#### TEXT
----

Jay Chattaway (born July 8, 1946) is an American composer of film and television scores. He is mainly known for his work as composer for several Star Trek television series: Star Trek: The Next Generation, Star Trek: Deep Space Nine, Star Trek: Voyager, and Star Trek: Enterprise.

In 2001, he won an Emmy for Outstanding Music for a Series for the final episode of Star Trek: Voyager.

Early life
Chattaway was born in Monongahela, Pennsylvania and studied music at West Virginia University.

College career
At WVU, Chattaway was also a member of many student organizations, including the Mountaineer Marching Band, Lambda Chi Alpha social fraternity, Kappa Kappa Psi honorary band service fraternity, and Phi Mu Alpha Sinfonia men's music social fraternity.

He was initiated into the Omicron Chapter of Kappa Kappa Psi at WVU on December 6, 1965, and is currently an alumni brother of the fraternity. His initiation into the Epsilon Sigma chapter of Phi Mu Alpha took place on March 1, 1965.

He became a regular member of a rhythm and blues band called the Abductors in which he played trumpet, wrote the musical scores, and was musical director.

----

#### GIVEN EXERCISE 1
According to the biography, in which town was Jay Chattaway born?
#### GIVEN EXERCISE 2
From the biography, return the passage that begins with the words containing "In 2001, he" and ends with "music social fraternity.".
The entries that follow have no connection to the biography.

----

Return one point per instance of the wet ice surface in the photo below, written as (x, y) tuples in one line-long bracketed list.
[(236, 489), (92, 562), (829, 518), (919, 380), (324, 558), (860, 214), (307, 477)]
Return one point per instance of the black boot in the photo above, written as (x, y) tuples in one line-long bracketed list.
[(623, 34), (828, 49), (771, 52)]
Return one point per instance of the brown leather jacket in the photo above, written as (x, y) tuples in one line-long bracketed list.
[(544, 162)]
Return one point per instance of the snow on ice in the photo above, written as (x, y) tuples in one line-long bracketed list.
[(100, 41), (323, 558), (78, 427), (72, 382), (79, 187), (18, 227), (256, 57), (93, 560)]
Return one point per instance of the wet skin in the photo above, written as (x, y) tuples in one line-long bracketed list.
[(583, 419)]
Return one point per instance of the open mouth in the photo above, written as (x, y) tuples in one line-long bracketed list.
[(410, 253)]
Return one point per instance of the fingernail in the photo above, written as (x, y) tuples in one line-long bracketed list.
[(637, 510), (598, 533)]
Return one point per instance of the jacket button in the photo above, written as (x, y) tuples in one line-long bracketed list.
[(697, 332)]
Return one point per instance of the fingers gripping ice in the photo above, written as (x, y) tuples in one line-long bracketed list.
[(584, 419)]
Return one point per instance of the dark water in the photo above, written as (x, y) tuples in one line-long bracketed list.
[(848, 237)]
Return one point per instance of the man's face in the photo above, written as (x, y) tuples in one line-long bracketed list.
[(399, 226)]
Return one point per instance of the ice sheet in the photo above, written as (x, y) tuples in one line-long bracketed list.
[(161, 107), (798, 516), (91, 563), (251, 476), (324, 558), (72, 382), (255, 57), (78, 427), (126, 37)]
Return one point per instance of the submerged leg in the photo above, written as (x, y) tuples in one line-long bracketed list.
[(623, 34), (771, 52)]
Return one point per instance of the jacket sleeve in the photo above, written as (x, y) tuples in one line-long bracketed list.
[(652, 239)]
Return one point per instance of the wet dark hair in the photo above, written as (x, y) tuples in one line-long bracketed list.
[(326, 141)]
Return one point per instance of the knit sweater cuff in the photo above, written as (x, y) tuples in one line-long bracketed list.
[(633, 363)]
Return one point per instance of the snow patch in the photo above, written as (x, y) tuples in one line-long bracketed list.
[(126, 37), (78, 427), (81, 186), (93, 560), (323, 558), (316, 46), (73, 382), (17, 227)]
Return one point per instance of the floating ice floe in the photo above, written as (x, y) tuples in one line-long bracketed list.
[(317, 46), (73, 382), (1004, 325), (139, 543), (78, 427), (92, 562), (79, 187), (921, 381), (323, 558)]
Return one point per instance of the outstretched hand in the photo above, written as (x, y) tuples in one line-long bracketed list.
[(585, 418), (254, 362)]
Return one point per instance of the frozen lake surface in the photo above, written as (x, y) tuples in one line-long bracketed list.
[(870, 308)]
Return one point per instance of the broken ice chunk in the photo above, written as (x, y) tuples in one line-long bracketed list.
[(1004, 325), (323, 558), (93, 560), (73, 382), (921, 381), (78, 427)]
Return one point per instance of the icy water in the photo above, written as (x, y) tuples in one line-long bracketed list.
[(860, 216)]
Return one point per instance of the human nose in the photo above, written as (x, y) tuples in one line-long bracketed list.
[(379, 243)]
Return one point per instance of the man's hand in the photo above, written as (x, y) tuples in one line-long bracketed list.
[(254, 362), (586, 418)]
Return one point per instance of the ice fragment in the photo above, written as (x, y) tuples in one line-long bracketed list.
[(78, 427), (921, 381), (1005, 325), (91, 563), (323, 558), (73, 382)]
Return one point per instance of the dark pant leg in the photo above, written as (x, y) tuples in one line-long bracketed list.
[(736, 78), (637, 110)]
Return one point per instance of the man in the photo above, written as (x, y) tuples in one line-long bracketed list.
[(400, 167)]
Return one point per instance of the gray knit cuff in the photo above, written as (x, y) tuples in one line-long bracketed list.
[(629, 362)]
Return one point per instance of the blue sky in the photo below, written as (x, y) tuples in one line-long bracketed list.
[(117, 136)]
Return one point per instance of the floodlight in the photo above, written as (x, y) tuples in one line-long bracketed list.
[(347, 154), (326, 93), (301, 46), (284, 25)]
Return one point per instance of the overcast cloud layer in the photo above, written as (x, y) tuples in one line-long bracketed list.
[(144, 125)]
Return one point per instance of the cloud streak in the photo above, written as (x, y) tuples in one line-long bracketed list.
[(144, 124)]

----

#### RESULT 1
Monongahela, Pennsylvania.

#### RESULT 2
In 2001, he won an Emmy for Outstanding Music for a Series for the final episode of Star Trek: Voyager.

Early life
Chattaway was born in Monongahela, Pennsylvania and studied music at West Virginia University.

College career
At WVU, Chattaway was also a member of many student organizations, including the Mountaineer Marching Band, Lambda Chi Alpha social fraternity, Kappa Kappa Psi honorary band service fraternity, and Phi Mu Alpha Sinfonia men's music social fraternity.